### Exercise instructions:
Quote every line of the material below word for word, omitting the pictures.

Data entries

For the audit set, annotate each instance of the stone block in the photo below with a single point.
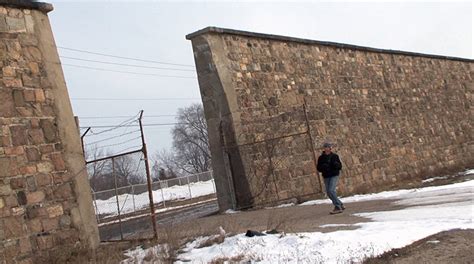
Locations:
(5, 190)
(43, 179)
(35, 197)
(3, 24)
(18, 134)
(36, 136)
(45, 149)
(33, 53)
(25, 245)
(8, 71)
(16, 24)
(58, 161)
(45, 167)
(31, 183)
(17, 211)
(64, 191)
(11, 201)
(29, 95)
(45, 242)
(49, 129)
(18, 98)
(65, 221)
(7, 107)
(34, 68)
(30, 82)
(34, 225)
(28, 170)
(13, 227)
(30, 24)
(14, 151)
(18, 183)
(39, 94)
(32, 154)
(12, 83)
(35, 211)
(50, 224)
(55, 211)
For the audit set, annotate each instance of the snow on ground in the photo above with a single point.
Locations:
(129, 203)
(430, 210)
(435, 209)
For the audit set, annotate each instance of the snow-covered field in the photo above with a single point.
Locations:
(429, 210)
(129, 203)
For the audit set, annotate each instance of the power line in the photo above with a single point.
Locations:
(118, 144)
(102, 140)
(112, 117)
(122, 124)
(133, 99)
(136, 73)
(124, 64)
(125, 58)
(145, 125)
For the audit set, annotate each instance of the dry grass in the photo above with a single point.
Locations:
(105, 254)
(236, 259)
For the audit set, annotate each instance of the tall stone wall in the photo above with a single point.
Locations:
(45, 199)
(393, 115)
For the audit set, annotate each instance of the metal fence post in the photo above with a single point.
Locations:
(162, 195)
(116, 197)
(189, 187)
(133, 198)
(148, 178)
(97, 213)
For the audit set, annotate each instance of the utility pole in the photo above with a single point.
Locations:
(148, 178)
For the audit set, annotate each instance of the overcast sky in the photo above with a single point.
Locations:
(156, 31)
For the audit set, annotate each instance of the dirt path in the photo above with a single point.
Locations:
(455, 246)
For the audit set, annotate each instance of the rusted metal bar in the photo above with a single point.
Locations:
(115, 156)
(315, 160)
(82, 141)
(148, 178)
(116, 197)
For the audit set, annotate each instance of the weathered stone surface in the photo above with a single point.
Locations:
(35, 197)
(19, 136)
(55, 211)
(49, 130)
(45, 167)
(16, 24)
(38, 157)
(58, 162)
(7, 107)
(5, 190)
(7, 167)
(32, 154)
(254, 88)
(18, 98)
(18, 183)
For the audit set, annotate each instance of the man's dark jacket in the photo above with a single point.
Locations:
(329, 165)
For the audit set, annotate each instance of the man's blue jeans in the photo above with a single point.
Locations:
(331, 184)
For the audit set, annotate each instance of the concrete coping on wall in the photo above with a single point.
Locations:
(28, 4)
(218, 30)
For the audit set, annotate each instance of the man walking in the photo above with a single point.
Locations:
(330, 166)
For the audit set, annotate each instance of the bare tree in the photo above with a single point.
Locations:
(190, 153)
(191, 141)
(165, 165)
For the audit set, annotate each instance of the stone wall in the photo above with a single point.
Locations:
(45, 199)
(394, 115)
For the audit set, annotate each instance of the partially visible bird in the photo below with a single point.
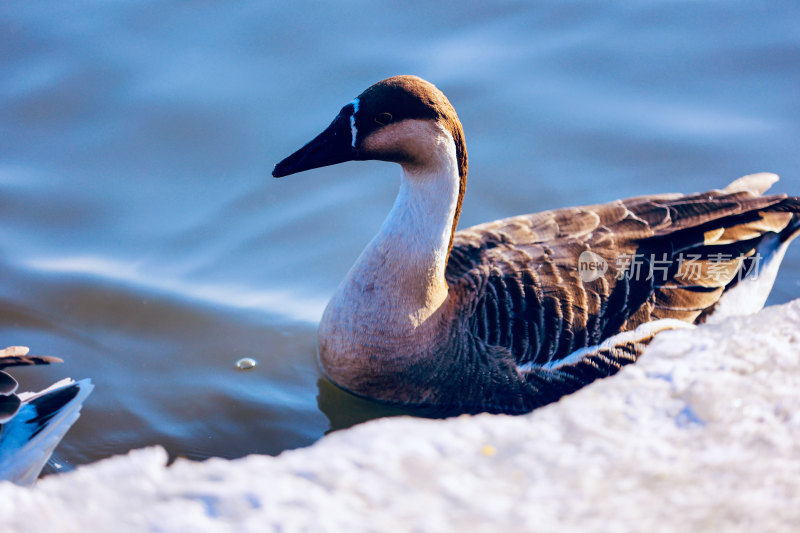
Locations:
(32, 424)
(513, 314)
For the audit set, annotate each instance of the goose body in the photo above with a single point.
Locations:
(513, 314)
(32, 424)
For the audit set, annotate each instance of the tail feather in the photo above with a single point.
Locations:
(755, 183)
(32, 424)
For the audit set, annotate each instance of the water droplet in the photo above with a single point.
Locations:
(246, 363)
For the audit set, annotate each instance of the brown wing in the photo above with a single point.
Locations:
(522, 288)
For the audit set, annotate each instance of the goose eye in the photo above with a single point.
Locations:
(383, 118)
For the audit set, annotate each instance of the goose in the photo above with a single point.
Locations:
(510, 315)
(32, 424)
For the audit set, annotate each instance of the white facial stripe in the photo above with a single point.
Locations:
(353, 130)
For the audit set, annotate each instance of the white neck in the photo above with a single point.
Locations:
(398, 280)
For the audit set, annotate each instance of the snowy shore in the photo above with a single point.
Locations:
(703, 434)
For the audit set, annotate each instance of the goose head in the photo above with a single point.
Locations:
(402, 119)
(398, 119)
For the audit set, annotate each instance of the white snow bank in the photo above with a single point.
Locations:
(703, 434)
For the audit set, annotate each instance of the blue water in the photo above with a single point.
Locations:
(143, 241)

### Response below:
For the audit set, annotate each instance of the stone block in the photo below with a single point.
Locations:
(5, 190)
(43, 179)
(35, 197)
(3, 24)
(18, 134)
(36, 136)
(45, 149)
(33, 53)
(25, 245)
(8, 71)
(16, 24)
(58, 161)
(45, 167)
(31, 183)
(17, 211)
(64, 191)
(11, 201)
(29, 95)
(45, 242)
(49, 129)
(18, 98)
(65, 221)
(7, 107)
(34, 68)
(30, 82)
(34, 225)
(28, 170)
(13, 227)
(30, 24)
(14, 151)
(18, 183)
(39, 94)
(32, 154)
(12, 83)
(35, 211)
(50, 224)
(55, 211)
For the audit set, annotate each instance of the snow on ground in the photo above with a single point.
Locations:
(129, 203)
(430, 210)
(435, 209)
For the audit set, annotate each instance of the snow-covered field in the photo above with a single point.
Locations:
(429, 210)
(129, 203)
For the audit set, annotate each instance of the power line in the photo above with a single point.
Locations:
(118, 144)
(102, 140)
(112, 117)
(122, 124)
(133, 99)
(136, 73)
(124, 64)
(125, 58)
(145, 125)
For the audit set, annotate each instance of the dry grass in the photo above with a single point.
Locations:
(105, 254)
(236, 259)
For the audit set, annotate each instance of the tall stone wall in the photo above with a single point.
Locations:
(45, 199)
(393, 115)
For the audit set, annotate each instance of the metal fence post in the photo above with a single point.
Locations:
(162, 195)
(116, 197)
(189, 187)
(133, 198)
(148, 178)
(97, 213)
For the audit set, annotate each instance of the utility pole in the photo above with a single point.
Locations:
(148, 178)
For the audit set, annotate each instance of the overcast sky in the photo above with a single point.
Locations:
(156, 31)
For the audit set, annotate each instance of the dirt path in the photo above with a single point.
Locations:
(455, 246)
For the audit set, annotate each instance of the rusted metal bar in the photo above with a single point.
Locations:
(115, 156)
(315, 160)
(82, 141)
(148, 178)
(116, 197)
For the audit set, annotate each instance of the weathered stone surface in the photo above with a single point.
Locations:
(35, 197)
(19, 136)
(55, 211)
(49, 130)
(45, 167)
(16, 24)
(38, 157)
(58, 162)
(7, 107)
(5, 190)
(7, 167)
(32, 154)
(254, 88)
(18, 98)
(18, 183)
For the audit set, annotate each instance of the man's dark jacket in the photo above with a single point.
Locations:
(329, 165)
For the audit set, annotate each instance of the man's blue jeans in the photo above with a single point.
Locations:
(331, 184)
For the audit set, annotate each instance of the concrete coping on wall in the photo above with a single point.
Locations:
(28, 4)
(218, 30)
For the audit set, annotate each instance of the man walking in the photo above with a single point.
Locations:
(330, 166)
For the audit set, annotate each instance of the bare tree in the photo above with a single point.
Locations:
(190, 153)
(191, 141)
(165, 165)
For the audit set, annotate each instance of the stone wall in the photo above with a single point.
Locations:
(45, 199)
(394, 115)
For the audit set, annotate each instance of the partially visible bird in the photo below with a single point.
Locations:
(32, 424)
(513, 314)
For the audit set, annotate each instance of the goose body in the photo above with a single point.
Locations:
(513, 314)
(32, 424)
For the audit set, annotate each instance of the tail feather in the photo above with a single point.
Locations:
(755, 183)
(32, 424)
For the audit set, annotate each instance of the water droplet in the photo above with a single point.
Locations:
(246, 363)
For the audit set, annotate each instance of the brown wing in the photo above with a single point.
Locations:
(522, 288)
For the audit set, annotate each instance of the goose eye in the photo above with a single point.
Locations:
(383, 118)
For the audit set, annotate each instance of the goose in the photo above with a single point.
Locations:
(510, 315)
(32, 424)
For the audit set, annotate each instance of the white facial stripe in the photo above with a single point.
Locations:
(353, 130)
For the audit set, annotate each instance of the white neck in the photo above with a single point.
Locations:
(398, 280)
For the audit set, annotate each instance of the snowy shore in the photo above with a single point.
Locations:
(703, 434)
For the audit set, annotate each instance of the goose head in the photo above with a single point.
Locations:
(402, 119)
(398, 119)
For the audit set, annotate each instance of the white snow bank in the photo above with a single point.
Locations:
(703, 434)
For the audit set, annotate each instance of the blue water in the photo above with a single point.
Locations:
(143, 241)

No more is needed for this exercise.